*** Data records ***

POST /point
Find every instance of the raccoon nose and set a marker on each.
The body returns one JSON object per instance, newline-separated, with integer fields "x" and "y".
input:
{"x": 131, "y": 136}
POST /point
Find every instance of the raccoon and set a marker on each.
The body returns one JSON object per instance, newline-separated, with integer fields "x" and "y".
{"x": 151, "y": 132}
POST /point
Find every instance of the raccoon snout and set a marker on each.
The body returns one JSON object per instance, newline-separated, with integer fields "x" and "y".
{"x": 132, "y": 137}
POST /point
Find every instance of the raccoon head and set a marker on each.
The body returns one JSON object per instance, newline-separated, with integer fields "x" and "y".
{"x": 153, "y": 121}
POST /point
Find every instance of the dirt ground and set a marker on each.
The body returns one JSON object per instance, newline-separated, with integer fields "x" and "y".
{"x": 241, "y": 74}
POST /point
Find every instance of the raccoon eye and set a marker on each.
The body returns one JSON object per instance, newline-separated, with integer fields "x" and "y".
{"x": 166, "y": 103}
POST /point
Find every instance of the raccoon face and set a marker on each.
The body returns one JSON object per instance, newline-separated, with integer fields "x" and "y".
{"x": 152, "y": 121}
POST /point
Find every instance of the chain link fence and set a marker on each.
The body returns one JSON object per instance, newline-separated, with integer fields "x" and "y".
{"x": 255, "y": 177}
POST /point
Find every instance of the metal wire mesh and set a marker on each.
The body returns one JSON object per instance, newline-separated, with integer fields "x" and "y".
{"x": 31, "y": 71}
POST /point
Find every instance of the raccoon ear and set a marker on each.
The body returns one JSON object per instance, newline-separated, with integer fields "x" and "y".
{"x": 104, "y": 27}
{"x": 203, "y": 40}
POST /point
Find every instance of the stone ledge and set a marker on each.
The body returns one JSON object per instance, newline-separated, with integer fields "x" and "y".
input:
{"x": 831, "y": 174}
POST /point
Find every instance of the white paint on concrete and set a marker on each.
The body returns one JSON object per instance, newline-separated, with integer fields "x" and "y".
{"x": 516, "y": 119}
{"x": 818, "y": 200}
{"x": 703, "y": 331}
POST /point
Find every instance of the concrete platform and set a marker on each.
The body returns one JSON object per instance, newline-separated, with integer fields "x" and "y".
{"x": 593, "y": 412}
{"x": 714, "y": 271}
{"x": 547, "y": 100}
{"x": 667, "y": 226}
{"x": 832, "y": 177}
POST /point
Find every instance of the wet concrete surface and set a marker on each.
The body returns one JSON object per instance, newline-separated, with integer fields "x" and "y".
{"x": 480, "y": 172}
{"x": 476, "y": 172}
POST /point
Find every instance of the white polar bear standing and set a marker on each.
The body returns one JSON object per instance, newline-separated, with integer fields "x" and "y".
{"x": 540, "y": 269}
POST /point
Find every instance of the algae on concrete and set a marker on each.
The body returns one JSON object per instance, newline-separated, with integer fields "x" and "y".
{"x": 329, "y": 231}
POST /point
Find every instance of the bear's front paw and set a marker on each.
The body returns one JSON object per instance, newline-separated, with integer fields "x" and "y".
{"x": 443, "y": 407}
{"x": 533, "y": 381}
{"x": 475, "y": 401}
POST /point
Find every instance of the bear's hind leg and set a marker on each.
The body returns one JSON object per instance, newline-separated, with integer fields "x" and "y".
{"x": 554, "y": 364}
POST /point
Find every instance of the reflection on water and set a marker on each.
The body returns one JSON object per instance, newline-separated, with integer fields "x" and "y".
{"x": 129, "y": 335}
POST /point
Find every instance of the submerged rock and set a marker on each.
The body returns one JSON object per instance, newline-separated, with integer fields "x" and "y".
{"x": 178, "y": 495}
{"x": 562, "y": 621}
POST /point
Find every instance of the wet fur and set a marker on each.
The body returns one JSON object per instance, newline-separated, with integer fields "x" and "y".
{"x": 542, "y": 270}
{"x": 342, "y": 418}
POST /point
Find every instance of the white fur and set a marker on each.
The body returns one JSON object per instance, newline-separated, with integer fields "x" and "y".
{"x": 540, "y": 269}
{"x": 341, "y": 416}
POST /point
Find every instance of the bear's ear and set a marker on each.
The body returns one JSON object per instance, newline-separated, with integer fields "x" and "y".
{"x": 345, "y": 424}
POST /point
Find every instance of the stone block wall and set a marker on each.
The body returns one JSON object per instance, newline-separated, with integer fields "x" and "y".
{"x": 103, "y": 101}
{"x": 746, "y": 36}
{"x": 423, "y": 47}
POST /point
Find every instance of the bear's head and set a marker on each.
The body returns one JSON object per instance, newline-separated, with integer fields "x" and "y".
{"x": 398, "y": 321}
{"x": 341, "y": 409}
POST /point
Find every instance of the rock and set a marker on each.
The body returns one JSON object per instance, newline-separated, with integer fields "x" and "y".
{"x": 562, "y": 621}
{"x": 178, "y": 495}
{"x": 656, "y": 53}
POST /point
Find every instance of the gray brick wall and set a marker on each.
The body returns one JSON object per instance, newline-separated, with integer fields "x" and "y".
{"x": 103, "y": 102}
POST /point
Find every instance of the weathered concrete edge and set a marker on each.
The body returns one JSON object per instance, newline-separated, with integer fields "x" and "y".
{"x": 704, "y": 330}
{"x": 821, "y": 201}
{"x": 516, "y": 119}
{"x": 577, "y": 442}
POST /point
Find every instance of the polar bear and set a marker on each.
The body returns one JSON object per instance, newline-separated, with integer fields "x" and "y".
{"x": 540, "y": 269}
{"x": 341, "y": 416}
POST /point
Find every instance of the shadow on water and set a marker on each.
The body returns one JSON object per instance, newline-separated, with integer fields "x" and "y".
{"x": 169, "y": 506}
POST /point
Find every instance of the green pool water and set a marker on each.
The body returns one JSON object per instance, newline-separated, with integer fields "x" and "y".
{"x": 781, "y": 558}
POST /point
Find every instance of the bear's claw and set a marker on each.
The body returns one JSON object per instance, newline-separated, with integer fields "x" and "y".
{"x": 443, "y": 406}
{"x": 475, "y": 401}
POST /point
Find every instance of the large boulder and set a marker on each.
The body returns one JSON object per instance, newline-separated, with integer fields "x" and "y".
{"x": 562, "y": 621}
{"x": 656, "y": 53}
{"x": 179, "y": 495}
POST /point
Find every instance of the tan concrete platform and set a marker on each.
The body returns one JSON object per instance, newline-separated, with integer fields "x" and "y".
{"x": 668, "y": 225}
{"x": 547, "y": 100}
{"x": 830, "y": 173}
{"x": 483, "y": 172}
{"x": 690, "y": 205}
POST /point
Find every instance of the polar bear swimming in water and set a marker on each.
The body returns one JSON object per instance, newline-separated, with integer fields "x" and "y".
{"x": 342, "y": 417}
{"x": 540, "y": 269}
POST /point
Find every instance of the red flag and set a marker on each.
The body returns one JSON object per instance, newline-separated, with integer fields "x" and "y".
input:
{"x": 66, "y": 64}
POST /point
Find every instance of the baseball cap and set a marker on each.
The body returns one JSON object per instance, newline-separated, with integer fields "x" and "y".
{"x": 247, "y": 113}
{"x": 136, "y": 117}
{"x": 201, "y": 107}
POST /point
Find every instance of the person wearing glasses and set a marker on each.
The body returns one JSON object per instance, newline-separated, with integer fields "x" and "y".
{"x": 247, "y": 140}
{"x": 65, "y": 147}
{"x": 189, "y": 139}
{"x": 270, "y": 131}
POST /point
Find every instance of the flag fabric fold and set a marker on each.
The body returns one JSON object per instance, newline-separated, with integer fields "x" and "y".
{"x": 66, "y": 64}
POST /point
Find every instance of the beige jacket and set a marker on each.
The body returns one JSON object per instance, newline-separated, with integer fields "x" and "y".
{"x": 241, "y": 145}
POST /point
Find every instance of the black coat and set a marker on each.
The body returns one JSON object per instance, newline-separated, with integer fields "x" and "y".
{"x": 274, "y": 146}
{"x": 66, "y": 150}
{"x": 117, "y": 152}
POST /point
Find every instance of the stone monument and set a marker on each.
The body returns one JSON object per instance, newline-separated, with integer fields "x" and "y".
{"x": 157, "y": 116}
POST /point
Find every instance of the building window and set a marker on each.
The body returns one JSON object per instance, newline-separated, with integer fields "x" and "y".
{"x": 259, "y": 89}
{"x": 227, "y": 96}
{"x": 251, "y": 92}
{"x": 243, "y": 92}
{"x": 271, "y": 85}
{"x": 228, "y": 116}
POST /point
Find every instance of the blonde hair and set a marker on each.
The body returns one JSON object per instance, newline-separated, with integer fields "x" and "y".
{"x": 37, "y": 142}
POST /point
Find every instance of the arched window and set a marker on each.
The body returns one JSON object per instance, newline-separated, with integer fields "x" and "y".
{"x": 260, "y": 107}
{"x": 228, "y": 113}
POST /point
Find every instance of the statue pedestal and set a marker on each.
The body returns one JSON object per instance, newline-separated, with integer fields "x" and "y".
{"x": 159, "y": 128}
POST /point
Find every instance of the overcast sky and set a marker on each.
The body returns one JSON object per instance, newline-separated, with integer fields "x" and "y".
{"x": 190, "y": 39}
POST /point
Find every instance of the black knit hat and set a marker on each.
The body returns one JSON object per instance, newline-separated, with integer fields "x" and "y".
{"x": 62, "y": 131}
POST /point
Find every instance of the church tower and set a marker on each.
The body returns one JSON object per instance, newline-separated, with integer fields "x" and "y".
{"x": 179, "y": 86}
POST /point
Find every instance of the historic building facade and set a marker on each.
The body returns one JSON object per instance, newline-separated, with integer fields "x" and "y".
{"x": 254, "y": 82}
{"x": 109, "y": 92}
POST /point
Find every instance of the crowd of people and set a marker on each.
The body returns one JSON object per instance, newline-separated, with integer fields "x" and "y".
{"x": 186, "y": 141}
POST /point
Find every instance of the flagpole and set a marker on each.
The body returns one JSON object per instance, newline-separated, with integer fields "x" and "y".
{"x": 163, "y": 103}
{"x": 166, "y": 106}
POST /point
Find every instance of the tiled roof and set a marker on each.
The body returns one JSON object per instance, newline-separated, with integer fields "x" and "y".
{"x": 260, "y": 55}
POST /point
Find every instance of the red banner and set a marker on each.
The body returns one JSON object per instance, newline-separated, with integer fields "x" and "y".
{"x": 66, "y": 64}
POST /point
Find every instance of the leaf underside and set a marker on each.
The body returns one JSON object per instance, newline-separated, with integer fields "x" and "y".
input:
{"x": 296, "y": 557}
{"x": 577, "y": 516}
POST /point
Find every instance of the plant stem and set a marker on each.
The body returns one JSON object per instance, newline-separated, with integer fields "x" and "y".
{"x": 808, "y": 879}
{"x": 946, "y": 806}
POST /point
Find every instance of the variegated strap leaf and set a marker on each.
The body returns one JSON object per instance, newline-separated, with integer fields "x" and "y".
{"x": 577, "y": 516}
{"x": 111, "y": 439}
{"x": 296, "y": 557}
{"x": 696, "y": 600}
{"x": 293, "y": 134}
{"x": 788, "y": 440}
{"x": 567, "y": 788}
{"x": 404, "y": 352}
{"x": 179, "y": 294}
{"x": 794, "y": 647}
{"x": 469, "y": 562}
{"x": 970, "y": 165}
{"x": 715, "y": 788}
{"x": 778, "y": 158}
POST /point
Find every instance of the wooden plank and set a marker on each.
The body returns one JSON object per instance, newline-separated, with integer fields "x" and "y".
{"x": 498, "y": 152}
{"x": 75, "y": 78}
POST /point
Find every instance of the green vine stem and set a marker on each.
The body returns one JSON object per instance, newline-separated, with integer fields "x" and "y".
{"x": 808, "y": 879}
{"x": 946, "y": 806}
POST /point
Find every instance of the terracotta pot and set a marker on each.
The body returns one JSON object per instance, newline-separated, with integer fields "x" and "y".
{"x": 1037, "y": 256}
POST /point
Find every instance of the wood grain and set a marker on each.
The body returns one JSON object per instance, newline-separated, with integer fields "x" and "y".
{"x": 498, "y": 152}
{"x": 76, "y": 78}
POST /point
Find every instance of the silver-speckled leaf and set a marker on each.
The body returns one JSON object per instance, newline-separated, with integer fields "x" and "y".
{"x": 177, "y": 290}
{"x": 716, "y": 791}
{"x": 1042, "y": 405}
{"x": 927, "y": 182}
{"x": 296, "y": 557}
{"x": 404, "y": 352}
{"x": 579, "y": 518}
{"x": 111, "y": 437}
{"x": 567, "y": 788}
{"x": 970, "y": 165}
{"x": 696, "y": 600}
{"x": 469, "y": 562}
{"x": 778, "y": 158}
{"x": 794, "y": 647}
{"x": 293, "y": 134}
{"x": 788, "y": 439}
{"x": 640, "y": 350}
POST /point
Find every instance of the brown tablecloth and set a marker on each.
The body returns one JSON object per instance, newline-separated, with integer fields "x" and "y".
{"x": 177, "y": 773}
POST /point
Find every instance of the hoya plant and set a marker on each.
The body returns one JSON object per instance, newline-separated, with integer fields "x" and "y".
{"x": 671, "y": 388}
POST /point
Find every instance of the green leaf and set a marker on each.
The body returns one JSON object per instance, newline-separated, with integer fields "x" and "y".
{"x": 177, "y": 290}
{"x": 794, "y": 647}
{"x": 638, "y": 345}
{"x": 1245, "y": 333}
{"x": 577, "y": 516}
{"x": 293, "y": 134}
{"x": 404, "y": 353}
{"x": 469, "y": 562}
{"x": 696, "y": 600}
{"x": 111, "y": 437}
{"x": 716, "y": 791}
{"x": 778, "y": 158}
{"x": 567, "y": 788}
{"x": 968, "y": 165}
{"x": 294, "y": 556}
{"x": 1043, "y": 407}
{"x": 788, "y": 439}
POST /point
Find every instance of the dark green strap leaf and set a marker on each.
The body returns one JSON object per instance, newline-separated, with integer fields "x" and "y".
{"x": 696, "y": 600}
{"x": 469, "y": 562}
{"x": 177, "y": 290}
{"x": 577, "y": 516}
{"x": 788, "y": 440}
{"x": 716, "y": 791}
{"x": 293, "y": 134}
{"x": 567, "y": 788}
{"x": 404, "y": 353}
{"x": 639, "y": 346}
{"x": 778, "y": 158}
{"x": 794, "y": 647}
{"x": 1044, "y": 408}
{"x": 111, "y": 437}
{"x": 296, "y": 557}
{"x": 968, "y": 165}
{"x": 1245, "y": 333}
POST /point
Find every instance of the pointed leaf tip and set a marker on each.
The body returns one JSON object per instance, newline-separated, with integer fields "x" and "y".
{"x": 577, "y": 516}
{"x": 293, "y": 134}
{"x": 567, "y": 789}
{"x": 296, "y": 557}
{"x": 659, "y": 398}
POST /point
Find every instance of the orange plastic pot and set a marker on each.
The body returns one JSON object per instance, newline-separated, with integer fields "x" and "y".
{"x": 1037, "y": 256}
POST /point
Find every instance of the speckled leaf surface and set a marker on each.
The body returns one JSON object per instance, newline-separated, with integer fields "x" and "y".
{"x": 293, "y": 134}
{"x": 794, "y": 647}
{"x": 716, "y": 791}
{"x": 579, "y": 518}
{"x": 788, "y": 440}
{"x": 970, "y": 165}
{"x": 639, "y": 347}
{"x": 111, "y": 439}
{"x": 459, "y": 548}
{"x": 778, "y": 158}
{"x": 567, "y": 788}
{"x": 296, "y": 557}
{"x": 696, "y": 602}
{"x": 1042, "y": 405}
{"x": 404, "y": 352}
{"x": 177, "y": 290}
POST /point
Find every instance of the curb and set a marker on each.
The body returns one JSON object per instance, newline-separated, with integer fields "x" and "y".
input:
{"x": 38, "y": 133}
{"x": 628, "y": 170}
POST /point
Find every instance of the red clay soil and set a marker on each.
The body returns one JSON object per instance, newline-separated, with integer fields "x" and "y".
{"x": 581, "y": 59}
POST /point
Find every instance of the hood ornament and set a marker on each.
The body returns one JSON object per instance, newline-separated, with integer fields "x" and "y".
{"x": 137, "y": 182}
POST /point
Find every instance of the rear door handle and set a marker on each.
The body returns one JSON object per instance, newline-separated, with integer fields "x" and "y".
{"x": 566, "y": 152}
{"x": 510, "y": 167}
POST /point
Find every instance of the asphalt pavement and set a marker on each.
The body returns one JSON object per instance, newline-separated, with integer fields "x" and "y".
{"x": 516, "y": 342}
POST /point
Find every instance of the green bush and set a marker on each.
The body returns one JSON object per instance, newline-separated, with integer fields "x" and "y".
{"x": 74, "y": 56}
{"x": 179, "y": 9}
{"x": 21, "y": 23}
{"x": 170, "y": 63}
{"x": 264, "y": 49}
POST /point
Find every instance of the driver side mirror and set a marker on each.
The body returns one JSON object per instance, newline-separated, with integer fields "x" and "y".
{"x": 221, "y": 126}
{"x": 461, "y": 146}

*** End of Data records ***

What is the number of lines above that hold the word "platform"? Answer with that number alone.

2